THE TASK:
Print the records again, character for character.

RECORDS FOR THIS TASK:

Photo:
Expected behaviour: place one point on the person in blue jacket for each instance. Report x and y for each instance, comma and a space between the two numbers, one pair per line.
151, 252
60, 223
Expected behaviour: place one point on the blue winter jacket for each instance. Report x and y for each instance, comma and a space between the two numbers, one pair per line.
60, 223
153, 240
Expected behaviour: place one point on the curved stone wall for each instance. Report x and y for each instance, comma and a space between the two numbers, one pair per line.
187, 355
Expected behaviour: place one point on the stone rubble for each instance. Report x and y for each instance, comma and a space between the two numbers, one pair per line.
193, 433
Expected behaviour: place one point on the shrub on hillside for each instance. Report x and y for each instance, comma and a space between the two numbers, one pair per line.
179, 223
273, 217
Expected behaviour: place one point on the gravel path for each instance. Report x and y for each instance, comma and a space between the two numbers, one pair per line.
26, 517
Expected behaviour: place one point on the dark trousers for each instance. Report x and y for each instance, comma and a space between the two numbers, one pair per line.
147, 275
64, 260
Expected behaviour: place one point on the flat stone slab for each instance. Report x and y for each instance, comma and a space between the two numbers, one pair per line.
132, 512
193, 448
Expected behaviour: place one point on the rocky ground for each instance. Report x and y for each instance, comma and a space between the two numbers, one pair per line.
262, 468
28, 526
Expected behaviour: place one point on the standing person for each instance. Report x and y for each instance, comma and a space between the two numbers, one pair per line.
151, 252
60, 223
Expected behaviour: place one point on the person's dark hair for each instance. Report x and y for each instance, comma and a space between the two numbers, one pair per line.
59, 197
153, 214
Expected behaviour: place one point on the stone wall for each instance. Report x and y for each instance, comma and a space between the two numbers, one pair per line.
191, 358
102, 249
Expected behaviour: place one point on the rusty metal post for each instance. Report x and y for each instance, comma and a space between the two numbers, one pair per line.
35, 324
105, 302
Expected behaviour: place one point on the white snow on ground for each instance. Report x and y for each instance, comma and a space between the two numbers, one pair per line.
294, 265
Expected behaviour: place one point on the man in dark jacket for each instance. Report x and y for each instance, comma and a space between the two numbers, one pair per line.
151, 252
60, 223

ANSWER BELOW:
Photo:
Expected behaviour: place one point on the person in blue jacket for each instance. Report x and y for each instance, comma and a space between the two numbers, one pair per line.
151, 252
60, 223
Expected behaviour: place one point on the blue winter jacket for each instance. Report x and y for each instance, comma and a space between the two numbers, one pair per line.
60, 223
153, 240
Expected behaviour: place one point on the curved stone wall for each instance. Report x and y for each instance, comma and a space between the two numbers, one pair per line.
187, 355
Expected behaviour: place one point on the stone rubble for each instance. Report x and y for each instance, comma and a space between the two numbers, one pair per line.
193, 433
Expected behaviour: place one point on the shrub on hillside for each instance. Report x and y for each instance, comma and a space between the two numbers, one pair per line.
179, 223
273, 217
Expected behaviour: place one point on the gravel path for each instance. Report x and y for each instance, comma and a space between the two numbers, one pair per line.
26, 517
Expected behaviour: place one point on the dark trousers for each instance. Report x and y for each instance, comma and a space between the two numbers, one pair per line.
147, 275
64, 260
Expected behaviour: place one point on the flat stone slab for each instance. Report x and y for each instance, comma and a space between the two numbers, one pair per line.
132, 512
193, 448
Expected behaviour: place one point on the rocky ground for each instance. Report x and y for each instance, comma and a space between the two numbers, one pair per line.
262, 468
28, 526
Expected behaviour: place one point on the standing person for each instance. Report x and y for each instance, comma and a space between the two numbers, one pair per line.
151, 252
60, 223
Expected behaviour: place one point on the person's dark hair for each instance. Report x and y for each instance, comma and a space between the two numbers, one pair per line.
59, 197
153, 214
Expected behaviour: place one point on the stone wall for each instance. Report x and y for each instance, comma and a space between the two numbers, one pair per line.
191, 358
102, 249
Expected behaviour: place one point on the rusty metal post for each instance. Report x and y for each instance, comma and a space between the two numbers, one pair per line.
35, 324
105, 302
Expected behaviour: place one point on the white snow on ground for each instance. Report x and y for each instance, comma and a space between the two numbers, one pair per line.
294, 265
Expected behaviour: place one point on the man in dark jacket for each instance. Report x and y for each instance, comma and a space between the two numbers, one pair per line.
151, 252
60, 223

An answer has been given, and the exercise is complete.